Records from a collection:
++++++++

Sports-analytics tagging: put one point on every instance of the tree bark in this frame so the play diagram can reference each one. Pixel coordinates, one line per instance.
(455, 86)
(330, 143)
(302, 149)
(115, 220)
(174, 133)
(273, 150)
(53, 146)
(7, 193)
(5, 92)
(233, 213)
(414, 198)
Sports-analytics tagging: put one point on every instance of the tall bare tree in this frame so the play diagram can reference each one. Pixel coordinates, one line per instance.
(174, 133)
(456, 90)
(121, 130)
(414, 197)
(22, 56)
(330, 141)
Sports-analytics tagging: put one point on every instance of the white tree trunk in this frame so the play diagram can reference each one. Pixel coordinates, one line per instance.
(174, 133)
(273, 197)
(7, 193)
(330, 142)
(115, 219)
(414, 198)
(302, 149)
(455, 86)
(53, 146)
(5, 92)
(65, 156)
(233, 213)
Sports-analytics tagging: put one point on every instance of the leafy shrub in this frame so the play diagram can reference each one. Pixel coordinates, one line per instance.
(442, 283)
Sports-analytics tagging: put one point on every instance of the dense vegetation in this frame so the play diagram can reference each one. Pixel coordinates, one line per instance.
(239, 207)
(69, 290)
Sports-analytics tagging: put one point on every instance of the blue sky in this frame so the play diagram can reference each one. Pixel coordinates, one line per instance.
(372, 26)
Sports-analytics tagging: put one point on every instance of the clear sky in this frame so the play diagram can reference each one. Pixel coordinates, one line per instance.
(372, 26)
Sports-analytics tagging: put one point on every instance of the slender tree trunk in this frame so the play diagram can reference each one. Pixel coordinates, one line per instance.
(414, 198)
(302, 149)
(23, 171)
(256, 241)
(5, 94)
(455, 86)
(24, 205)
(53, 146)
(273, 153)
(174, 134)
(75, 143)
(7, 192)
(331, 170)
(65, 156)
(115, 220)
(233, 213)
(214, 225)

++++++++

__INSTRUCTIONS TO FOLLOW__.
Recast the lines above as a two-column CSV with the headers "instruction" and "answer", giving one row per instruction line and its answer. Put each value in a single quoted field, with line breaks replaced by spaces.

__SOLUTION TO THIS EXERCISE__.
instruction,answer
"Sports-analytics tagging: put one point on every instance of the tree bark in this frame so the play diagram can reference each one. Pixel coordinates, one line per instance.","(455, 86) (330, 143) (302, 149) (115, 220) (174, 133) (273, 150) (53, 146) (7, 193) (5, 92) (233, 213) (414, 198)"
"Sports-analytics tagging: put one point on every instance of the tall bare tree in this frame so the play diagram can reference each one. Pixel coordinates, one line per instance.","(174, 133) (456, 90) (121, 130) (414, 197) (22, 56) (330, 141)"
"Sports-analytics tagging: put one point on every instance of the white tree trunk in this frame so the play diagram can reference each one. Pixel coordinates, one line per instance.","(174, 133) (273, 197) (7, 193) (330, 142) (115, 219) (414, 198) (302, 149) (455, 86) (53, 146) (5, 92) (65, 156) (233, 213)"
"Sports-analytics tagging: put one point on every instance of the leafy shrub in this frame so the play diagram can reference each one. Pixel coordinates, one line per instance.","(442, 283)"
"Sports-analytics tagging: put one point on every instance of the dense vegetation in this frame so the play diagram can reference each one. Pixel coordinates, one line per instance.","(239, 207) (69, 290)"
"Sports-analytics tagging: put one point on every instance of the blue sky in this frame so the play diagram can reference each one. Pixel coordinates, one line per instance.","(372, 26)"
"Sports-analytics tagging: put one point on every instance of the clear sky in this frame so the play diagram can reference each one. Pixel coordinates, one line per instance.","(372, 26)"
"Sports-analytics tagging: put one point on every instance of the slender tree trunk in this frame so the play diagram can reference each one. Pixel coordinates, one line per instance.","(414, 198) (302, 149) (23, 171) (256, 241) (5, 94) (455, 86) (24, 205) (53, 146) (273, 153) (174, 134) (75, 143) (7, 192) (331, 170) (65, 156) (115, 220) (233, 213) (214, 225)"